### Work to do
• a. Answer these about the baking post:
(i) For how long does the cookie recipe say to refrigerate the dough?
(ii) What did the writer use because straight malted milk powder couldn't be found?
(iii) What kind of pan does the writer warn against using for the pull-apart bread?
• b. Carry on writing the baking post from the point where it stops.

### Supplied text
MALTED CHOCOLATE CHIP COOKIES

A few years ago, the New York Times published an article on a cookie dough recipe. While chocolate chip cookie recipes are pretty much everywhere these days, the recipe was unusual because it has you refrigerate the dough for at least 24 hours. Apparently this gives a much better flavor to the cookies, and also in my opinion gives you a chance to try and see how long you can hold out and practice restraint with a bowl of cookie dough in your kitchen. I’d read elsewhere about adding malt powder to cookie dough as a good flavor addition. Personally I am a SERIOUS ADVOCATE of adding Grape-nuts to cookies, so I figured trying another add-in couldn’t hurt. I couldn’t find straight malted milk powder, so I used Ovaltine (total childhood throwback). Highly recommend these cookies–they are the soft, slightly crispy variety but not the chewy, flat variety. Feel free to increase the amount of malt powder, but if your powder (like Ovaltine) includes sugar, you might want to dial back the amount of regular sugar in the recipe.
MALTED CHOCOLATE CHIP COOKIES
Adapted from the New York Times
1 c. cake flour
1/2 c. plus 1/3 c. flour
3/4 tsp. baking soda
3/4 tsp. baking powder
3/4 tsp. salt
1 1/4 sticks unsalted butter, room temp.
1/2 c. plus 1/8 c. light brown sugar
1/2 c. sugar
1 large egg
1 tsp. vanilla
1/2 c. chocolate chips or disks (you can increase this as you like)
1/4 c. malted milk powder (I used Ovaltine)
sea salt to finish
In a stand mixer, cream the butter and sugars together until light and fluffy. Add the eggs and vanilla and beat until well-combined. In a separate bowl, whisk together the flours, baking soda, baking powder, salt, sugar and malt powder. Slowly add the dry ingredients to the stand mixer, beating until incorporated. Add your chocolate chips and any other additions you like (coconut, Grape-nuts, raisins).
Refrigerate your dough for at least 24 hours. Cover in plastic wrap to keep it from drying out.
Preheat the oven to 350 degrees. Scoop the dough into equal-sized balls and flatten slightly. Place dough on a parchment-lined baking sheet and sprinkle with sea salt. Bake for 15 minutes, until the edges just begin to brown

CINNAMON SUGAR PULL-APART BREAD

I’d seen this bread in several places and wanted to try it. Not just because it is beautiful, as you fold pieces of cinnamon-sugar-dusted dough together in a loaf, but also because it is bakes up gooey-ly together in a way that even a pan of cinnamon buns can’t. Several words of wisdom regarding this bread: a) make it for friends, because people will ooh and ah over it, and it is nice to make that happen for people you love and b) don’t use a small loaf pan! I did, and as you will see, it overflowed in a very comical fashion (delicious, yet comical).

Once you tackle the method (sounds complicated, but isn’t), you can make many variations on this (like garlic and cheese, or lemon and ginger).

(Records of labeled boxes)
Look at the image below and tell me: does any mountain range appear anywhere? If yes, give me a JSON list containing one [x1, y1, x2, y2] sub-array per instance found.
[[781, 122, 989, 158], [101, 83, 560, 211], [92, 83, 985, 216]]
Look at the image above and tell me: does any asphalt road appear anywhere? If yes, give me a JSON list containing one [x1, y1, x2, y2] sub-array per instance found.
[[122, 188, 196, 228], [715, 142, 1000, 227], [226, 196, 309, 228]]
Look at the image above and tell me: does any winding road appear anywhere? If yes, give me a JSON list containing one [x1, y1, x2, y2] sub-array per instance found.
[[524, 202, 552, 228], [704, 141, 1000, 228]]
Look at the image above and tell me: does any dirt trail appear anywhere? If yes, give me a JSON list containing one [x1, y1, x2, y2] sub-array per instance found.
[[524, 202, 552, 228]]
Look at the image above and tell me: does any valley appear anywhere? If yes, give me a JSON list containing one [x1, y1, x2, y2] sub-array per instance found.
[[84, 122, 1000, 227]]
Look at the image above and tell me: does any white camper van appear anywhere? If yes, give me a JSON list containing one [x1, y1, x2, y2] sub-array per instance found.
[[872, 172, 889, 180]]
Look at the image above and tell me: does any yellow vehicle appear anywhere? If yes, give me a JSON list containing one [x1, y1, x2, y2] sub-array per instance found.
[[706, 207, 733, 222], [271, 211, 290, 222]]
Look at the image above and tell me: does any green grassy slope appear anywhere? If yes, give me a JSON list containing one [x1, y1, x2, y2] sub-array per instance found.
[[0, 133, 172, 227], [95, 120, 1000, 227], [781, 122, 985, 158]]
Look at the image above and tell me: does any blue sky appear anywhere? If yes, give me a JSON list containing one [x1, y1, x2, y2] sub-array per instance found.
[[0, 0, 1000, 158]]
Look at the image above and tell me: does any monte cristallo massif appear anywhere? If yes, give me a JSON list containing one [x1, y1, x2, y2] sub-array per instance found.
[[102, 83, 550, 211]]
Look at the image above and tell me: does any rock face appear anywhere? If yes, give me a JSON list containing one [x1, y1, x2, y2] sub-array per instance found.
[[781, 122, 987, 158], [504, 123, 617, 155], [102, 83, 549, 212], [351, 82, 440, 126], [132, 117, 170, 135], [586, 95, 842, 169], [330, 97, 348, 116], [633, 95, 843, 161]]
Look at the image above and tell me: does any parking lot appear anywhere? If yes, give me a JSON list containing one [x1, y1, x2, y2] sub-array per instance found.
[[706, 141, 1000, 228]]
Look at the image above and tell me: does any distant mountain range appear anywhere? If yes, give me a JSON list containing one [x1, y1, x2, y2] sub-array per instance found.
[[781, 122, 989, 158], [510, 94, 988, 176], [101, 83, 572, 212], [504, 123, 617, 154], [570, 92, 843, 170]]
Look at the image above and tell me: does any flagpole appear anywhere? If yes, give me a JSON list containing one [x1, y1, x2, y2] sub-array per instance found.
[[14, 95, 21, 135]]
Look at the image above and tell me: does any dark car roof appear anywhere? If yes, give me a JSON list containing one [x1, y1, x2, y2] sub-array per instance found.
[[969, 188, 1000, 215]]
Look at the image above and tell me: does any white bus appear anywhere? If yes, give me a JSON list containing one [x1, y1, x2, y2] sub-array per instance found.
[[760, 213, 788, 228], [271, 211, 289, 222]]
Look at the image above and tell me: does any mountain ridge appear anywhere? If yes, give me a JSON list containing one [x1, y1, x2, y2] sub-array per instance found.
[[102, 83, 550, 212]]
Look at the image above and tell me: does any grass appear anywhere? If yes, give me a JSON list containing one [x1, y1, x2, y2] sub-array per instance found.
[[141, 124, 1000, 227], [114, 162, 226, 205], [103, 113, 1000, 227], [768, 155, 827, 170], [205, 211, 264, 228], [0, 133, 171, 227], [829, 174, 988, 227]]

### Answers per task
• a.
(i) At least 24 hours.
(ii) Ovaltine.
(iii) A small loaf pan.

• b.
Cinnamon Sugar Pull-Apart Bread
Adapted from Joy The Baker

For the dough:
3 c. flour
2 oz. unsalted butter
1/4 c. sugar
1 envelope active dry yeast
1/2 tsp. salt
1/3 c. milk
1/4 c. water
2 large eggs, room temp.
1 tsp. vanilla

For the filling:
1 c. sugar
2 tsp. cinnamon
1/2 tsp. nutmeg
2 oz. butter, browned

1. Whisk yeast into 3 tablespoons lukewarm water. Add a pinch of sugar and let sit for 5 minutes until it foams and bubbles.
2. In a large mixing bowl, whisk together 2 c. flour, sugar, yeast and salt and set aside.
3. Whisk together eggs in a small bowl.
4. In a saucepan, melt together the milk and butter until butter just melts. Remove from the burner and add water and vanilla. Let it stand for a minute.
5. Pour the milk mixture into the dry ingredients and mix until incorporated. Add the eggs and mix into the batter. This will take a bit! Add the remaining flour and mix into a sticky dough.
6. Place dough in a  large greased bowl and cover with a towel. Let it sit in a warm spot until it doubles in size, about 1 hour.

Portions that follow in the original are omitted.